Transmission of Rabies to Humans
The rabies virus is present in the saliva and when a rabid animal bites or scratches (dog, bats) a human being, the virus begins to replicate within the body system and then clinically manifest after some weeks with its symptoms. The virus replication occurs at the muscle or connective tissue, enters the peripheral nervous system and eventually spreads to the central nervous system. The virus then multiplies greatly at the salivary glands in the mouth which is the major reason for the dominance of the virus in the saliva. Other theoretical means of rabies transmission may include human to human transmission through bites, consumption of raw meat, inhalation of infected aerosols or infected organ transplants.

Tasks to perform:
• a. In the passage on rabies transmission, where does the virus multiply greatly, leading to its dominance in saliva?
• b. Write the next part of the passage on rabies transmission to humans, picking up after its final sentence.

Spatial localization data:
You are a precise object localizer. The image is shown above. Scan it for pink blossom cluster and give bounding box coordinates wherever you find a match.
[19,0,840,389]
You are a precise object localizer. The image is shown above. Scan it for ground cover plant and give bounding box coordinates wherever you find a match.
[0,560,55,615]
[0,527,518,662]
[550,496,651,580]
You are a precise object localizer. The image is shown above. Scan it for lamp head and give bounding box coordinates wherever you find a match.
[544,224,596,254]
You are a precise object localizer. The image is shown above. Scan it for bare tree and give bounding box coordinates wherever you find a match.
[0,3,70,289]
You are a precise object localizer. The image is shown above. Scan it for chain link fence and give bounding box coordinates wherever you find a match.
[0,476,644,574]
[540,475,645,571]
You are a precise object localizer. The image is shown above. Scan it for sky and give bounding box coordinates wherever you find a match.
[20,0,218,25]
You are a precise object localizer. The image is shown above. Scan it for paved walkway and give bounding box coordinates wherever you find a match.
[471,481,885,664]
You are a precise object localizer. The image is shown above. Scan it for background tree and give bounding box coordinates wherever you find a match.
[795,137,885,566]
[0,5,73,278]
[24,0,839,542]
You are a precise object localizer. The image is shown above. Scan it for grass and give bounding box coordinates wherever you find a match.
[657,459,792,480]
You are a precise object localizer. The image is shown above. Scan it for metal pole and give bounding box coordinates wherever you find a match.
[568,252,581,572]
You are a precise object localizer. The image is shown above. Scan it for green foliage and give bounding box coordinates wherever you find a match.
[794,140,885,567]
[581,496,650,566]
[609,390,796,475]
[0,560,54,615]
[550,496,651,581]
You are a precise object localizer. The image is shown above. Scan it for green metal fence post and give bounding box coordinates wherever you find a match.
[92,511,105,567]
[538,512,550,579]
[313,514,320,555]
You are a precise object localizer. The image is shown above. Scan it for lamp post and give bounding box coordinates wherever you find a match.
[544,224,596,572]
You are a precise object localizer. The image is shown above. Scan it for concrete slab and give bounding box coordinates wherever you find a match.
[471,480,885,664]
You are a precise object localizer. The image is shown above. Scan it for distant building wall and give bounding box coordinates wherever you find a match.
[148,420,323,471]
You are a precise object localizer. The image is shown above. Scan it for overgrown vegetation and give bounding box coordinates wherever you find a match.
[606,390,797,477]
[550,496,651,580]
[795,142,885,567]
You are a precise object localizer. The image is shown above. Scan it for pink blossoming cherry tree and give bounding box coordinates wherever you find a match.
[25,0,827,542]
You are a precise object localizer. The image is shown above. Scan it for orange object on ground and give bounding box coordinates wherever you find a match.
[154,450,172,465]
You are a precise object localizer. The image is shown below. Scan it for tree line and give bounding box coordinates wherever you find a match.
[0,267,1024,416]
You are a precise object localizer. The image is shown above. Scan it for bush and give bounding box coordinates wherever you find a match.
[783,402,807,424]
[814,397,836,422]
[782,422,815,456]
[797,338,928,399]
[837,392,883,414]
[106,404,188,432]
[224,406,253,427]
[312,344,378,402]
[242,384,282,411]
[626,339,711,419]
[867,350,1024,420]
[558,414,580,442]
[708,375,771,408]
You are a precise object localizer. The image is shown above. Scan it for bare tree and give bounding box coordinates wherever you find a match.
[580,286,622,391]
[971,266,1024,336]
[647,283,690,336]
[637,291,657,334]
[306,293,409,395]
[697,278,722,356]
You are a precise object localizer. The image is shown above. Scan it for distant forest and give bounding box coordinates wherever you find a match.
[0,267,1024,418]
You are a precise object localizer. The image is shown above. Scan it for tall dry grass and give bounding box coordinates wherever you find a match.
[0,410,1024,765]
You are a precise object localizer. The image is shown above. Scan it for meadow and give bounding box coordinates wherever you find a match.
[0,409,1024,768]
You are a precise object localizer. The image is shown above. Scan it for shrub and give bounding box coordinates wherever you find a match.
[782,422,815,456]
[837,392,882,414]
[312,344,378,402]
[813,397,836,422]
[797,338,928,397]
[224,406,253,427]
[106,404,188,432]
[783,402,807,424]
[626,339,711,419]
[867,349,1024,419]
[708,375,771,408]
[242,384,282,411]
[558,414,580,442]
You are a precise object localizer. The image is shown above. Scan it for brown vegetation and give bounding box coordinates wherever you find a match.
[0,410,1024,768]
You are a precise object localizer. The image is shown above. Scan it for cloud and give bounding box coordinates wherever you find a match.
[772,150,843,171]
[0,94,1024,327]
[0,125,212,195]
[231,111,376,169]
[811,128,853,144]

Answer set:
• a. At the salivary glands in the mouth.

• b.
Signs of Rabies in Humans and Animals
The clinical signs of rabies are similar in both humans and animals starting with non-specific symptoms such as fever, headache, anxiety and a tingling sensation at the infection site. It then progresses to either of two forms – Furious rabies and Paralytic rabies. The furious rabies is exhibited by hyperactivity behavior, convulsion, extra-salivation, hydrophobia (fear of water) and sometimes aerophobia (fear of fresh air). The paralytic rabies is responsible for about 30% of all cases and its less dramatic compared to the furious form as it exhibits muscular paralysis at the site of the bite or the scratch.
Watch this video of a Nigerian Man showing end-stage clinical signs of rabies infection. He didn’t receive post-exposure prophylaxis immediately after being bitten by a dog leading to this degeneration. He was not expected to live after this. If you or anyone has been bitten or scratched by a dog, cat, bat or opposum that is suspected to have rabies (or any animal bite at all), contact your medical doctor and veterinarian respectively IMMEDIATELY!
How to protect and treat yourself and your animals from Rabies
The only guaranteed way to protect yourself, friends, family, and neighborhood from rabies is to vaccinate of all pets and domestic animals and staying away from wild animals.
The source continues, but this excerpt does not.